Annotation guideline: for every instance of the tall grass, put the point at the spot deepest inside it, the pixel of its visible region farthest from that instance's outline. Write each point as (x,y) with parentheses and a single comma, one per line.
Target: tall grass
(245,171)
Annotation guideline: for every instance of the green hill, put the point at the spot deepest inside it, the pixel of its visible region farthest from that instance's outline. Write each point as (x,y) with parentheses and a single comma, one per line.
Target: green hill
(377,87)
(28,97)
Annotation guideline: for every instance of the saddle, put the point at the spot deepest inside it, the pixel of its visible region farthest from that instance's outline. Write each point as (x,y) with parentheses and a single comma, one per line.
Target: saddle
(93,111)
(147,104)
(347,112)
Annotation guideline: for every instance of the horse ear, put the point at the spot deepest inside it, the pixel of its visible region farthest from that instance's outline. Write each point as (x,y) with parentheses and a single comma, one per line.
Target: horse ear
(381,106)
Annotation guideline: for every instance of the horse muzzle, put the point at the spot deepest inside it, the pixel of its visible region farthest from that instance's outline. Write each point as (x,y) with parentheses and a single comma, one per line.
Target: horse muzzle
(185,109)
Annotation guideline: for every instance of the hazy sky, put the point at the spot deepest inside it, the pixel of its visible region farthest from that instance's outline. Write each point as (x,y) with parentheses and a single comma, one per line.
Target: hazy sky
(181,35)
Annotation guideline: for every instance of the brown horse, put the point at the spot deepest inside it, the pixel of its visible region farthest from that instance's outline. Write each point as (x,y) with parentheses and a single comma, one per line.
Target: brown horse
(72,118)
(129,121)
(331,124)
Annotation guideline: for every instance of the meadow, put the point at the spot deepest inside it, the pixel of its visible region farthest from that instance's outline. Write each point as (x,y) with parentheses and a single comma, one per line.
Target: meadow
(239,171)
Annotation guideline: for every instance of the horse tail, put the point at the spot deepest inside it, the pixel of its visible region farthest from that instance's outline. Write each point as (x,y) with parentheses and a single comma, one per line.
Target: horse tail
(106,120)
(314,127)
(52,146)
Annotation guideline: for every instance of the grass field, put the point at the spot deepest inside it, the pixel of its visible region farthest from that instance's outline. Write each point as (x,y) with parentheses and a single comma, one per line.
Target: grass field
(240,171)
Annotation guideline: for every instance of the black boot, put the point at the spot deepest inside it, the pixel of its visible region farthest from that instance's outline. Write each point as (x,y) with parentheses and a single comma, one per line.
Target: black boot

• [EXERCISE DIRECTIONS] Reproduce word for word everything from the line containing "Annotation guideline: for every instance of the saddle, put" down to the line containing "Target: saddle", with both of those lines included.

• [ANSWER TO THIS PROBLEM]
Annotation guideline: for every instance of the saddle, put the point at the spot deepest inside it, the pixel of its visible region farthest from that instance's outline. Write each point as (x,y) with parentheses and a single comma, one per line.
Target: saddle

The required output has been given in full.